[Point localization data]

==*==

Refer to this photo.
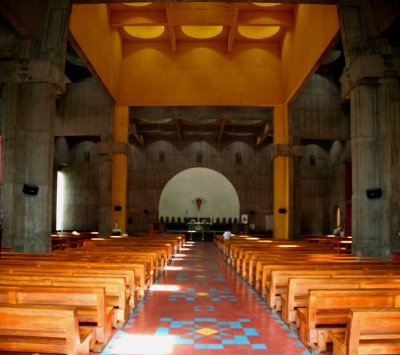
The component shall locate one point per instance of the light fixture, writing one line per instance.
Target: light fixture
(258, 32)
(202, 32)
(145, 32)
(267, 4)
(137, 4)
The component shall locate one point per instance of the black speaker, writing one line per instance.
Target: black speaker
(30, 189)
(374, 193)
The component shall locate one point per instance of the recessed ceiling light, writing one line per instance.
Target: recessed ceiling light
(202, 32)
(267, 4)
(258, 32)
(146, 32)
(137, 3)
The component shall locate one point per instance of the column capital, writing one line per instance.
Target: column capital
(111, 148)
(33, 71)
(291, 150)
(369, 67)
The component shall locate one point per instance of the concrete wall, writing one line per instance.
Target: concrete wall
(320, 123)
(84, 118)
(148, 175)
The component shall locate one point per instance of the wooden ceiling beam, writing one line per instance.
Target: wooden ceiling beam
(133, 131)
(266, 132)
(171, 29)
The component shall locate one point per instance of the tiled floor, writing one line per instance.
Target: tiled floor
(200, 306)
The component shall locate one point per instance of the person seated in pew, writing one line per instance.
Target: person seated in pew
(227, 235)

==*==

_What is needed:_
All of the entries above are to be restated word for word, minus the images.

_Reply:_
Refer to this photo.
The component shall locate one point per instance of the light fixture, writing one line per instance.
Target: light fixture
(258, 32)
(202, 32)
(145, 32)
(267, 4)
(137, 4)
The component shall locate one point per instance of the black speaker, writing one line per instance.
Target: black speaker
(30, 189)
(374, 193)
The component shall locate one point per instance of the recessed ceiling light, writing one line per instance.
Target: recessed ceiling light
(202, 32)
(267, 4)
(258, 32)
(146, 32)
(137, 3)
The component shall locate one point per instance of the column capital, writing one line per instance.
Target: column capital
(111, 148)
(33, 71)
(291, 150)
(369, 67)
The component shall locate one point per instance of the concrete wall, writing one line per instance.
Target: concrete wall
(320, 123)
(84, 118)
(148, 175)
The component shall locate one point per instance of the wooden ceiling beam, writing one line per instance.
Target: wooden ceiling beam
(133, 131)
(266, 132)
(171, 29)
The component shall locate one point per instance of the tiled floor, writing one line per instance.
Target: tiled floor
(200, 306)
The component shall locate one point per instance of the person seated in pew, writing one line per instance.
Target: person seated in pew
(227, 235)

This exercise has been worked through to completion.